**DOCUMENT EXTRACT**
·····

Couples, civil partners and co-habitees jointly owning properties that are given out on rent can save considerably when it comes to the tax component. This can be achieved legally as permitted by the HMRC, provided that criteria are met. Here it is necessary to understand that there is no blanket remedy which will help jointly owned Property tax planning with a single option. It differs from case to case, it depends on the amount in consideration and it depends on the relationship. Without specialist Property Accountant advice, it may actually be self defeating, to achieve less tax exposure, because of the complexities and compliance involved. However, it pays to be informed of relevant and applicable property tax management clauses and calculations. Here is a good look at the more important ones you need to be aware of, as a joint owner of property.

Automatic income tax calculation invoked in the case of married couples

If you happen to be joint owners as married couples, HMRC considers both the spouses as equal owners for the purpose of tax. This 50:50 Split can cause considerable tax exposure to the couples if one of them happens to be a higher Rate tax payer. The maximum or additional rate of tax is calculated as 45% of rental profits. For instance, a couple earning rental profits would entail an automatic 50:50 split which would mean that each of them would have to pay tax at the applicable tax rate for the one half share earned. One could be in a higher tax rate while the other could be in a basic tax rate. This effectively will result in a combined higher tax outgo. On the other hand, if it were possible to re-adjust the split of income in such a way that the major portion of the income goes to the lower tax rate payer, then the combined tax outgo would be considerably lesser. This table will explain it better :

Equal Split   Unequal Ownership
Rental income – £20000 Husband Wife   Rental income – £20000 Husband Wife
Share of each spouse @50% = £10000 @50% = £10000   Share of each spouse @20%= £4000 @80%=£16000
Rate of tax Additional rate @ 45% Basic rate @ 20%   Rate of tax Additional rate @ 45% Basic rate @ 20%
Tax paid £4500 £2000   Tax Paid £1800 £3200
Total £6500   Total £5000

This shows how it is possible to reduce tax exposure by going in for a declaration under Form 17 for changing split in income for the purpose of taxes. However, if both partners or co-habitees were to be in the same rate of tax, then this option would be of little or no use.

·····

**TASK SET**
A. In the article on tax for jointly owned rental property, reproduce the passage starting at "Equal Split   Unequal" and ending at "little or no use.", switching "co-habitees" to "cohabitants".
B. Resume the article on tax for jointly owned rental property, picking up after its final sentence.

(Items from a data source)
·····

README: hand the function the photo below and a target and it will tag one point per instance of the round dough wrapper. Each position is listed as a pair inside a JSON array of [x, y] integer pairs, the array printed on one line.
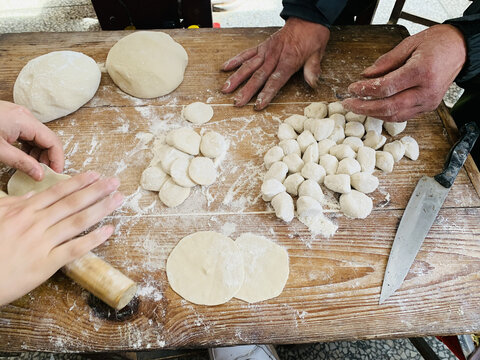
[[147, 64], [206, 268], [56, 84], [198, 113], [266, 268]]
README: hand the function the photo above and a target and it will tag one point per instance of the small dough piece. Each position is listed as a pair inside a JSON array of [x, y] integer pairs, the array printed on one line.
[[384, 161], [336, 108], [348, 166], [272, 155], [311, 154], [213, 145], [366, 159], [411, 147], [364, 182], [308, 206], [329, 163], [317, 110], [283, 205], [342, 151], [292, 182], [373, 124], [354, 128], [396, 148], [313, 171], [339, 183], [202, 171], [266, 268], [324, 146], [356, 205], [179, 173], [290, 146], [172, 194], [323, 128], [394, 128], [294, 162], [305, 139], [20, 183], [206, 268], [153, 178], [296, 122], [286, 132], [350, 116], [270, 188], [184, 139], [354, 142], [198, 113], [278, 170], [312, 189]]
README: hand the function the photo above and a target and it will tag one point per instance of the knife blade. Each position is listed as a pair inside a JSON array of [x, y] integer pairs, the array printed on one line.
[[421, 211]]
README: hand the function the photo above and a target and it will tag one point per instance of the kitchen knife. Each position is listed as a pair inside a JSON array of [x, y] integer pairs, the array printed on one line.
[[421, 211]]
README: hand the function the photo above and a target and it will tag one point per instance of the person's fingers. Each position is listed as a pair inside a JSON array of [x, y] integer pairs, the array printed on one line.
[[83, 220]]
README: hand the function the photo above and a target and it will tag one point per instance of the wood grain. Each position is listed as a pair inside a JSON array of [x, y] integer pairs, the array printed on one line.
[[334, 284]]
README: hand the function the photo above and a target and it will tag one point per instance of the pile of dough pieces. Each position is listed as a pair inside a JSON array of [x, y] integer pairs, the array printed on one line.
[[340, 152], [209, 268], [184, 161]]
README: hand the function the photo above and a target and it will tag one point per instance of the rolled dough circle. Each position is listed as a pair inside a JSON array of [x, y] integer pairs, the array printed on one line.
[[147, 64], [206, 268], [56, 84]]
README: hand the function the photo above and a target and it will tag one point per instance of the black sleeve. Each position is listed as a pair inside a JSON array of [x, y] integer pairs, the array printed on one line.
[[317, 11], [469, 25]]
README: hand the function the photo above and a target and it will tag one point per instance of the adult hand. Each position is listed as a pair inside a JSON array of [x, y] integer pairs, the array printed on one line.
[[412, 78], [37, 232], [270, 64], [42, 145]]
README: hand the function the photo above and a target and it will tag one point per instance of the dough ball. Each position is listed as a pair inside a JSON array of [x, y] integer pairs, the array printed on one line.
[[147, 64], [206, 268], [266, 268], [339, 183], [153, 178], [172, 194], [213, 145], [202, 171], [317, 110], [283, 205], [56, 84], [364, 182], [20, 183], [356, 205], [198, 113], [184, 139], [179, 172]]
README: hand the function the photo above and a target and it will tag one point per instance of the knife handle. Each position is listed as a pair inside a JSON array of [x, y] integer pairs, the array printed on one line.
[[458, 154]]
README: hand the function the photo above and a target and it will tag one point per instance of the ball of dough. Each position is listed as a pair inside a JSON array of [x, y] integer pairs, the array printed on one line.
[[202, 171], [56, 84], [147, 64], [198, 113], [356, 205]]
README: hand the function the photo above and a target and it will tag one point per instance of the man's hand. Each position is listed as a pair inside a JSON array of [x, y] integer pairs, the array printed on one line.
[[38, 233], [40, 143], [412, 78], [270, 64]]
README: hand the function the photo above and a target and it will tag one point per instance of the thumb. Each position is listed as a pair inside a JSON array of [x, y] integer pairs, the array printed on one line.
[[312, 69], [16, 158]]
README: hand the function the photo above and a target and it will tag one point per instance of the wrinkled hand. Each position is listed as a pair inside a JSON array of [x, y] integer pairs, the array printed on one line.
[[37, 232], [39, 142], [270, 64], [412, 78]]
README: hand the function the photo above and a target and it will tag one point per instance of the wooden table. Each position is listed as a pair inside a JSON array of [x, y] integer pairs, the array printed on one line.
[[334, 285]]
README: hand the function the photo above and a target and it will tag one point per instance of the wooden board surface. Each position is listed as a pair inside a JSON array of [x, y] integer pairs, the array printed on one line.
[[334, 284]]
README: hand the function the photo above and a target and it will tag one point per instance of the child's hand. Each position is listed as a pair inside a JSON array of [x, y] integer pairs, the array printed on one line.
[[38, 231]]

·····

**ANSWERS TO EACH TASK**
A.
Equal Split   Unequal Ownership
Rental income – £20000 Husband Wife   Rental income – £20000 Husband Wife
Share of each spouse @50% = £10000 @50% = £10000   Share of each spouse @20%= £4000 @80%=£16000
Rate of tax Additional rate @ 45% Basic rate @ 20%   Rate of tax Additional rate @ 45% Basic rate @ 20%
Tax paid £4500 £2000   Tax Paid £1800 £3200
Total £6500   Total £5000

This shows how it is possible to reduce tax exposure by going in for a declaration under Form 17 for changing split in income for the purpose of taxes. However, if both partners or cohabitants were to be in the same rate of tax, then this option would be of little or no use.

B.
Form 17 – change of split in income

Form 17 is a declaration of beneficial interests in joint property and this can be used by spouses to reduce the tax component legally. While it is useful, it needs to be processed properly to draw benefits. Some of the points that need to be borne in mind which will require specialist property tax management assistance for smooth processing are

  • Spouses need to enter into a formal agreement or deed spelling out clearly that the income will be split unequally.
  • The couple should demonstrate that they are ‘tenants in common’ and not ‘joint tenants’.
  • The Form 17 declaration needs to be submitted within 60 days of signature of both spouses.
  • The property should not be held in equal shares.
  • The date of declaration will be considered as the period from which the unequal split is considered for the purpose of tax. This means that it needs to be completed at the earliest.
  • The beneficial ownership and the rental income split need to be the same. This means that the rent and benefits from holding the stake in the property will be in the same ration and cannot be different.

Couples need to understand that CGT (Capital Gains Tax) that will arise out of any subsequent sale of the property will be applicable as per the beneficial ownership ratio. A qualified Property Accountant would be best placed to offer sound advice and help in jointly owned property tax planning requirements.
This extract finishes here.